[Selected passage]
╭──

Kinyonga Primary is a government aided primary school located in Kaduku Parish, Masindi port sub-county, Kiryandongo district and has an enrollment of 433pupils (365girls and 435boys). In terms of sanitation and hygiene, the school has one 5stance latrine shared among teachers and learners which government has just constructed as the old one got filled out. This school does not have access to clean and safe water as there is no source of clean water at the school. Pupils fetch water from a community borehole located 1km away which inconveniences study time. Mr. Bithumurungi Denis the school head teacher says that the reason he invited The Water Trust to this school for support is because he felt that the district local government had taken so long without putting the school’s need for clean water in the budget. Mr. Chandia Joseph the Kiryandongo District Water Officer says that budgetary constraints are a reason this school has taken long to be allocated a water source.

╰──

[How to complete this task]
In the passage about Kinyonga Primary, explain why the head teacher invited The Water Trust to the school.

[Supplied information]
╭──

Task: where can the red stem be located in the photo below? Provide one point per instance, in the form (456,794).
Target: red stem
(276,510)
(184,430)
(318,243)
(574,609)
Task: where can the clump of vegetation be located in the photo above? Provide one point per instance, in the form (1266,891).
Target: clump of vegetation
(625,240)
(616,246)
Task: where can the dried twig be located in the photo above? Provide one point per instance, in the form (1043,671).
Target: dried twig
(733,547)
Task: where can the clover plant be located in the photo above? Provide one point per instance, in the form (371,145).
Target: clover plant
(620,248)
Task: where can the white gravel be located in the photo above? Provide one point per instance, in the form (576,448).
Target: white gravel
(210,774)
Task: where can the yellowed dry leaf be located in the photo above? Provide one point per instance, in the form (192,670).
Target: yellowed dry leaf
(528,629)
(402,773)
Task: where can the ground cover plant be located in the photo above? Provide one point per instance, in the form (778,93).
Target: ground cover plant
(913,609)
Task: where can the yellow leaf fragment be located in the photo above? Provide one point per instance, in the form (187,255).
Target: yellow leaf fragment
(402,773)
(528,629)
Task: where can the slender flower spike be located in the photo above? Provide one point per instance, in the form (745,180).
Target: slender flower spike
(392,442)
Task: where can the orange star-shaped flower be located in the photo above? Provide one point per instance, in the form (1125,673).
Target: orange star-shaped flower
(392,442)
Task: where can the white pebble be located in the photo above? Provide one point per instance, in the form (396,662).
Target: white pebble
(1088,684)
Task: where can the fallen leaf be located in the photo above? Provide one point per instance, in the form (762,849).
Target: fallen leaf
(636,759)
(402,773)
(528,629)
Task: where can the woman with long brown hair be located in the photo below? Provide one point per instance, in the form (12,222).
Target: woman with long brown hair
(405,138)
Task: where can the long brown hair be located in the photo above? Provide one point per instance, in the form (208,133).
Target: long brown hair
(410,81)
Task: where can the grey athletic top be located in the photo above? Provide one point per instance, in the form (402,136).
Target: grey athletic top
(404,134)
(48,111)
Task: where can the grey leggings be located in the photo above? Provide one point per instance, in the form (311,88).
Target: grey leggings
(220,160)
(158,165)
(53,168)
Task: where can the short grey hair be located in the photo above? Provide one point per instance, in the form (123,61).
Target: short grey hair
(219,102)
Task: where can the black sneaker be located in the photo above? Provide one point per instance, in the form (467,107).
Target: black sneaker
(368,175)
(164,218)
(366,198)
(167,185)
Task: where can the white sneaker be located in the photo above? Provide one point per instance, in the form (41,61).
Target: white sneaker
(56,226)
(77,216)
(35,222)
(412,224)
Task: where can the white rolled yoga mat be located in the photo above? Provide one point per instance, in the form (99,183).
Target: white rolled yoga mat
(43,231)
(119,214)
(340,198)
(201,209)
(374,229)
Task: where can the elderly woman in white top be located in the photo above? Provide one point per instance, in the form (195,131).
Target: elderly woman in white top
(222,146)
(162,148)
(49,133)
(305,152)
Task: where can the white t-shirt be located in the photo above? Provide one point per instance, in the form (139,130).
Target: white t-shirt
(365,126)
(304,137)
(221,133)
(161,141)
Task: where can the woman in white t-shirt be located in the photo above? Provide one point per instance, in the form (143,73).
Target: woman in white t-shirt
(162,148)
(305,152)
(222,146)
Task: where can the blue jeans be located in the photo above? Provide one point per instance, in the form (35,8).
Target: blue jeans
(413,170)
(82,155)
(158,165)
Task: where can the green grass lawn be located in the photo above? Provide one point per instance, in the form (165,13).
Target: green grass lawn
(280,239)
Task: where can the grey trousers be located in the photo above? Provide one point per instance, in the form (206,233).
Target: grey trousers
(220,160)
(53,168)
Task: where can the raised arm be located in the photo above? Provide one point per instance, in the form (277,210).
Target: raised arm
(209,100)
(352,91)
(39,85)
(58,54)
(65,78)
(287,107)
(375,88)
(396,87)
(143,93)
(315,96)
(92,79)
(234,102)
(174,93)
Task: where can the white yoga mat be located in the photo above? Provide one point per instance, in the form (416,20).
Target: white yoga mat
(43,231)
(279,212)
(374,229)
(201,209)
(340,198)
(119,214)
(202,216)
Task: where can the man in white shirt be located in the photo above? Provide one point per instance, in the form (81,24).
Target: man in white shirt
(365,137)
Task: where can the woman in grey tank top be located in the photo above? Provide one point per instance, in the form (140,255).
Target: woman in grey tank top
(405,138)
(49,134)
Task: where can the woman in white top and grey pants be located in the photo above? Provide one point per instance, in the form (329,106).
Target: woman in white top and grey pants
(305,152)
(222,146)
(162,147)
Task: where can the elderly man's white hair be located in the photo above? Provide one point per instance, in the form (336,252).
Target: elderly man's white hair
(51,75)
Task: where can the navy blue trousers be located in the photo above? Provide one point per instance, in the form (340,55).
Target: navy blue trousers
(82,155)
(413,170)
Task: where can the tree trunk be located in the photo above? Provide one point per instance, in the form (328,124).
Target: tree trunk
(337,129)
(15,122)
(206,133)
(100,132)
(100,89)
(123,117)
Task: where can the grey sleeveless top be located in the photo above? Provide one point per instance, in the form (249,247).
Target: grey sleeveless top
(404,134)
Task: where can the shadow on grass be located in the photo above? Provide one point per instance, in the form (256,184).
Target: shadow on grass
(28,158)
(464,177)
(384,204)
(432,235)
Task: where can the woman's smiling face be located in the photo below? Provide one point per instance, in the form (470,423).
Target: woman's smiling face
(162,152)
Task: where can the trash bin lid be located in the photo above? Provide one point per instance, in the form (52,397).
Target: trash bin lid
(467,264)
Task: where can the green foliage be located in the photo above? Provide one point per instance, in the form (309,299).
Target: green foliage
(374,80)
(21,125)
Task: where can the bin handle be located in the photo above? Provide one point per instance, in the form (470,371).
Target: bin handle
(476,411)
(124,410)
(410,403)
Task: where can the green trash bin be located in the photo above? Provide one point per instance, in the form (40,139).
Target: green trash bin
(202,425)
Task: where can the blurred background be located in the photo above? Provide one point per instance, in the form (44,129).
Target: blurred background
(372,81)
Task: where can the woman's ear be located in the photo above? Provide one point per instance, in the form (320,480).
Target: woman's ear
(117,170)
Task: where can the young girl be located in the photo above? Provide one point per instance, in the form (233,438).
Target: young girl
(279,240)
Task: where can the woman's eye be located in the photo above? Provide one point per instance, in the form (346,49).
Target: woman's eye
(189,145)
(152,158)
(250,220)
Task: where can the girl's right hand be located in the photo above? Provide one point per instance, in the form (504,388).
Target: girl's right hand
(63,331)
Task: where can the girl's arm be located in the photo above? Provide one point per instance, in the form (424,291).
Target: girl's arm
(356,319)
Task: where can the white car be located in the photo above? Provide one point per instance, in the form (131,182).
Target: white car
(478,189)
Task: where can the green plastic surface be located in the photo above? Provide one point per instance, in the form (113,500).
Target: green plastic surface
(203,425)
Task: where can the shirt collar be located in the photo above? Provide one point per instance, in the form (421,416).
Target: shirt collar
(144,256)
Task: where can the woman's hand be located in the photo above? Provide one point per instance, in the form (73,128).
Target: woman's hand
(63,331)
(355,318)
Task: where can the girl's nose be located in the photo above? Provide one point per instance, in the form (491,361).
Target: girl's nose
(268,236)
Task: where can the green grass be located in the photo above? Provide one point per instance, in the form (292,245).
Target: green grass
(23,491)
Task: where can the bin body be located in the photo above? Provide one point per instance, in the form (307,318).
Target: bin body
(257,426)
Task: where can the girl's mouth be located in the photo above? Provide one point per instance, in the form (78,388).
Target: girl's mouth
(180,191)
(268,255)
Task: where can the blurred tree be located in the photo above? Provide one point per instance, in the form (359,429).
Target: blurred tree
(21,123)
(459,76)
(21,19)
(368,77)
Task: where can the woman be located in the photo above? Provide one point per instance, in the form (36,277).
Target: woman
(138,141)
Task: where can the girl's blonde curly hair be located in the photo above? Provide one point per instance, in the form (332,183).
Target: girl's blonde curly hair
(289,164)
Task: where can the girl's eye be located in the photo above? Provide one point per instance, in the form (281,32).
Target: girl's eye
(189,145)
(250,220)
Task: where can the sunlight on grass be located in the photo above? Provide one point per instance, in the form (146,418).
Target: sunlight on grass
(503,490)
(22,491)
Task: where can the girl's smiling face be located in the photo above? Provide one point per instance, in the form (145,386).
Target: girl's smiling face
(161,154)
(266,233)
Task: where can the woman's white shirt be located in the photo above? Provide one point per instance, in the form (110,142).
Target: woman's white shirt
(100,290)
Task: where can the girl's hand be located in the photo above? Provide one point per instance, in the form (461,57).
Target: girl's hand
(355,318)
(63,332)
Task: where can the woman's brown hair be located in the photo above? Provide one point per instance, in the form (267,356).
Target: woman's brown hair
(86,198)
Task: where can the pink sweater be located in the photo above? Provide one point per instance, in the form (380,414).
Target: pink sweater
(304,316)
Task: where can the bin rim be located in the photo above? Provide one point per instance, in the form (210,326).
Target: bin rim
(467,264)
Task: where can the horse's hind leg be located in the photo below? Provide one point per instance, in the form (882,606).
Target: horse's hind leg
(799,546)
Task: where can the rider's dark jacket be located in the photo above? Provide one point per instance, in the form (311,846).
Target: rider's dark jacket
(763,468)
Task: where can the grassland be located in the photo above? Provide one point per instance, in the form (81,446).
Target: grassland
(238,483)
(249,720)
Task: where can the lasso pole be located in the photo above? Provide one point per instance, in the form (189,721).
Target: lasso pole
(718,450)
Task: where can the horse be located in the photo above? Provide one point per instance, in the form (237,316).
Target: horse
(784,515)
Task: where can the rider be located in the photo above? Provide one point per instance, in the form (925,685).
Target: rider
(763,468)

╰──

[Written solution]
He felt that the district local government had taken too long without putting the school's need for clean water in its budget.